• _本文_
..........
JACマガジン

特定技能制度のポイント解説

2024/01/31

特定技能外国人の受入れの人数枠は?建設分野は人数制限がある?

こんにちは、JAC(建設技能人材機構)の加納です。

日本の深刻な人手不足を解消するために2019年に創設された、在留資格の「特定技能」。
同じく在留資格の一つである技能実習では受入れに人数制限があるため、特定技能にも人数制限があるのかと疑問を持たれる方も多いかと思います。

今回は、特定技能の人数制限について解説します。
特定技能の場合も、分野によっては企業ごとの人数制限があったり、国全体での受入人数の上限が定められていたりと、人数制限に関して知っておいてほしいことがさまざまあります。
受入れの現状などについても解説しますので、ぜひ参考にしてください。
..........
• _練習課題_
• 1. 特定技能の人数制限に関する記事について、次の問いに答えてください。
(a) 特定技能は何年に創設されたか。
(b) 記事の日付はいつか。
(c) 加納さんの所属する機構の名称は何か。
• 2. 特定技能の人数制限に関する記事から、「日本の深刻な人手不足を解消す」から「しいことがさまざまあります。」までをそのまま書き写してください。
• 3. 特定技能の人数制限に関する記事を二文で要約してください。

• _記録データ_
..........
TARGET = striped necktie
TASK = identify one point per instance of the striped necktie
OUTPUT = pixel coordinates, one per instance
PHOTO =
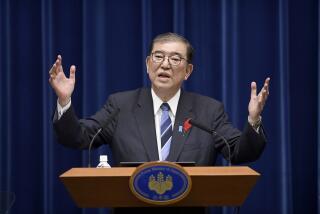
..........
• _解答_
• 1.
(a) 2019年
(b) 2024/01/31
(c) JAC(建設技能人材機構)

• 2.
日本の深刻な人手不足を解消するために2019年に創設された、在留資格の「特定技能」。
同じく在留資格の一つである技能実習では受入れに人数制限があるため、特定技能にも人数制限があるのかと疑問を持たれる方も多いかと思います。

今回は、特定技能の人数制限について解説します。
特定技能の場合も、分野によっては企業ごとの人数制限があったり、国全体での受入人数の上限が定められていたりと、人数制限に関して知っておいてほしいことがさまざまあります。

• 3. 特定技能は日本の深刻な人手不足を解消するために2019年に創設された在留資格で、記事ではその人数制限について解説している。特定技能でも分野によっては企業ごとの人数制限や国全体での受入人数の上限が定められており、記事では受入れの現状についても解説している。